§ To be done: Please reproduce word for word the lines below, from the line with "of the asphalt" to the line with "column 502, row 308", including both of those lines.

•••••

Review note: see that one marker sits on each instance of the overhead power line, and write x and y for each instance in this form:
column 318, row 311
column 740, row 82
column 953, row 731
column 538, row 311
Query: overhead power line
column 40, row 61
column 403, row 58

•••••

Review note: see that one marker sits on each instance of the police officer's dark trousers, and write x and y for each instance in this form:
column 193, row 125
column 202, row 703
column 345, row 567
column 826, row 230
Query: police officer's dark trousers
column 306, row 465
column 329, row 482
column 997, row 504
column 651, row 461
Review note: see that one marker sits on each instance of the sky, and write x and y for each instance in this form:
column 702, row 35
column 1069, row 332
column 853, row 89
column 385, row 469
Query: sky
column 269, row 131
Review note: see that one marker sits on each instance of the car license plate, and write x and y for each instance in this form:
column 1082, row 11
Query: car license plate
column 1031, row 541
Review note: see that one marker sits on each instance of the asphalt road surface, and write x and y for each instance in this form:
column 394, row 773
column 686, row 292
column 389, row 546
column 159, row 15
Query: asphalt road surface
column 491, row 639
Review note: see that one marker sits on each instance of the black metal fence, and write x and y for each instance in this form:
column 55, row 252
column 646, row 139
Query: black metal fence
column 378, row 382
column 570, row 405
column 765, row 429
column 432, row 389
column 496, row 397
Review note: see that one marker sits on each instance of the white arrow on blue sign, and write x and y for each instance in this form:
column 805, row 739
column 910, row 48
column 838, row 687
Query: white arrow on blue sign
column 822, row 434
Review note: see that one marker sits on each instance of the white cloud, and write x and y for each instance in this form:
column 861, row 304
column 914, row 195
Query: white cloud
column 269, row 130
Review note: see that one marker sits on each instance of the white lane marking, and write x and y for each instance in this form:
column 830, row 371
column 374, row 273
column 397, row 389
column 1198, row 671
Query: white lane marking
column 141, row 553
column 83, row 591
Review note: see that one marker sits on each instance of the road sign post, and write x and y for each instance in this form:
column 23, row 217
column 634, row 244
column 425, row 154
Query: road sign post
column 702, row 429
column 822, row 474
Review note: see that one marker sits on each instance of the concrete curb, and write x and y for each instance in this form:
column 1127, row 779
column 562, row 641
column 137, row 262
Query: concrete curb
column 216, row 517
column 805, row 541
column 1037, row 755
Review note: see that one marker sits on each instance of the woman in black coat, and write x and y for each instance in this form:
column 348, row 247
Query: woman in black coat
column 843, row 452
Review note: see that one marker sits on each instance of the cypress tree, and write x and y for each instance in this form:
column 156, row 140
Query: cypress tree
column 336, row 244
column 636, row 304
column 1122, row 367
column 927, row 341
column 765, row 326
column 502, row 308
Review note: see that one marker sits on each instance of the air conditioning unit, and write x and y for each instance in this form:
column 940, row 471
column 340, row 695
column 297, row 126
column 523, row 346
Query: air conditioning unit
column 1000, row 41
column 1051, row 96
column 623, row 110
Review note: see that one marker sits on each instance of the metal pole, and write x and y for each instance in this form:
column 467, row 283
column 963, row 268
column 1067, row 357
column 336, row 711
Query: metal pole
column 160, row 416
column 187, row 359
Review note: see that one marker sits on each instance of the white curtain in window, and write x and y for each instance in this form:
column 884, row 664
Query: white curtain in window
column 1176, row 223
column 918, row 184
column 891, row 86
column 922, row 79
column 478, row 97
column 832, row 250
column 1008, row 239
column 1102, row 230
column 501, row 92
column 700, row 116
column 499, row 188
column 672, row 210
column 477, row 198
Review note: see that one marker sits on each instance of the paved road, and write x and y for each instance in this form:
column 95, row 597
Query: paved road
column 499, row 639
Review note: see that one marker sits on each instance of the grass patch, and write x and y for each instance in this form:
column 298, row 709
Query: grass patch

•••••

§ Task response:
Review note: see that one marker sits on each instance of the asphalt road surface, and write x and y for each instance in this form:
column 394, row 773
column 686, row 292
column 389, row 546
column 159, row 15
Query: asphalt road surface
column 491, row 639
Review note: see that one marker sits on each instance of the black metal fence, and write x and y for each instance in this form:
column 55, row 252
column 646, row 139
Query: black metal fence
column 378, row 382
column 570, row 405
column 765, row 429
column 432, row 389
column 496, row 397
Review note: see that one marker sits on each instance of the white arrow on blue sign, and write x and y for each instance in this form:
column 805, row 739
column 910, row 48
column 838, row 687
Query: white arrow on blue sign
column 822, row 434
Review note: see that one marker sits on each instance of the white cloud, and write x and y for each instance in this form:
column 861, row 304
column 914, row 195
Query: white cloud
column 269, row 130
Review note: see that one marker sits on each instance of the white lane marking, and write x and y for each instance in this form:
column 830, row 371
column 374, row 273
column 397, row 389
column 1198, row 671
Query: white lane marking
column 141, row 553
column 83, row 591
Review note: see that one marker sits on each instance of the road sign post, and write x and y for each instance in this form:
column 23, row 217
column 634, row 244
column 425, row 154
Query: road sign post
column 702, row 429
column 822, row 474
Review note: see that one marker sits on each instance of the concrete curb, and write x and y for each instance in this form:
column 1127, row 779
column 562, row 641
column 137, row 262
Query: concrete curb
column 216, row 517
column 805, row 541
column 1037, row 755
Review note: see that one marker sits on each instance of the woman in black coat, and write x and y for each instance in this form:
column 348, row 247
Query: woman in black coat
column 843, row 452
Review note: see that one marker sits on each instance of the cypress tree, and write x and y for each instance in this form:
column 156, row 140
Query: cypress tree
column 336, row 244
column 636, row 304
column 1122, row 367
column 927, row 341
column 765, row 326
column 502, row 308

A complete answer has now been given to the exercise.